▸ **TAREAS POR HACER**
1. Enumera todas las cifras expresadas en porcentaje que aparecen en el texto sobre la malaria.
2. Escribe una continuación del texto sobre la malaria a partir de su última oración.

── TEXTO ──

La incidencia de la enfermedad se ha reducido un 21%, pero las herramientas contra ella no llegan a todos los que las necesitan
Un médico trata en un niño en un centro de salud de Costa de Marfil. /SIA KAMBOU (AFP)
Cada año, la primera semana de diciembre, la comunidad internacional involucrada en la lucha contra la malaria hace un alto y mira dónde está. El Informe Mundial sobre Paludismo de la Organización Mundial de la Salud, que hace un recuento de los logros y retos que enfrenta el mundo con relación a una de las enfermedades más letales que existen, y que además se ceba de manera desproporcionada con las poblaciones más desfavorecidas (no hay que olvidar que más del 90% de la malaria se concentra en el África subsahariana, y dentro de ella, en las zonas rurales más pobres y con peor acceso a los sistemas de salud).
Por dar sólo dos datos: en 23 países africanos, uno de cada tres niños con fiebre no llega nunca a un centro de salud para ser atendido, y 43% de la población en este continente no cuenta con ninguna medida de protección (redes mosquiteras o fumigaciones intradomiciliarias contra los mosquitos que transmiten la malaria).

───
── REGISTROS ──

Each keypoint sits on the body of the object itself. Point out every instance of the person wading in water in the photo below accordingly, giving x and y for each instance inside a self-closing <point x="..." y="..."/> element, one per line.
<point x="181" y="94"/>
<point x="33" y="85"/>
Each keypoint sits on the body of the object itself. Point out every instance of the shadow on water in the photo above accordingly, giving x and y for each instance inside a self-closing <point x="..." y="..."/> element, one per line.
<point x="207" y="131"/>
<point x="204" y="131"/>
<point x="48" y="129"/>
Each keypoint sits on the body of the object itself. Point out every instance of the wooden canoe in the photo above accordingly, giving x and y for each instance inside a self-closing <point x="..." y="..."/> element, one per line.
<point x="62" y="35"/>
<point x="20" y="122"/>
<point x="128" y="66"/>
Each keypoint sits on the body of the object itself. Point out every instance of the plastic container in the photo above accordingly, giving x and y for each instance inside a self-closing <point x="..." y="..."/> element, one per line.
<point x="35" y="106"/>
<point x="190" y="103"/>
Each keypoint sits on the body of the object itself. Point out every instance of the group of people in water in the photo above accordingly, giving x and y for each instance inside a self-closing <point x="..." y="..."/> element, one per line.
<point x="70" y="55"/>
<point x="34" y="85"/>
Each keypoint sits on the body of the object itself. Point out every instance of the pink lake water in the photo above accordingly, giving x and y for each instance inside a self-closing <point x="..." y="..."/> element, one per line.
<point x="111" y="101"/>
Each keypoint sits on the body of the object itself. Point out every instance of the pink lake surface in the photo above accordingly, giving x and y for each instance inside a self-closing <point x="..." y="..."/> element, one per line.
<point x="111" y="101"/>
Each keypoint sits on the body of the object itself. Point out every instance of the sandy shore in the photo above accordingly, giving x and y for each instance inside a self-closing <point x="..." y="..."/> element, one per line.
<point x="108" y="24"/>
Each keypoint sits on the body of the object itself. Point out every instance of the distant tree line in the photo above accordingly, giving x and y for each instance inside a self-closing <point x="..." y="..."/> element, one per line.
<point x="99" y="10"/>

───

▸ **RESPUESTAS NUMERADAS**
1. 21%, 90%, 43%

2.
¿Qué hacer, entonces? En primer lugar, trabajar para garantizar que todas las personas en riesgo tengan acceso a la prevención, el diagnóstico, y el tratamiento. En segundo lugar, investigar no sólo para tener mejores herramientas, sino para mejorar la cobertura y la efectividad de aquellas con las que ya contamos actualmente. Y en tercero, trabajar en equipo con los países afectados, las organizaciones internacionales, los organismos financiadores y el mundo académico para consolidar los logros alcanzados y seguir avanzando firmemente en la lucha contra esta enfermedad.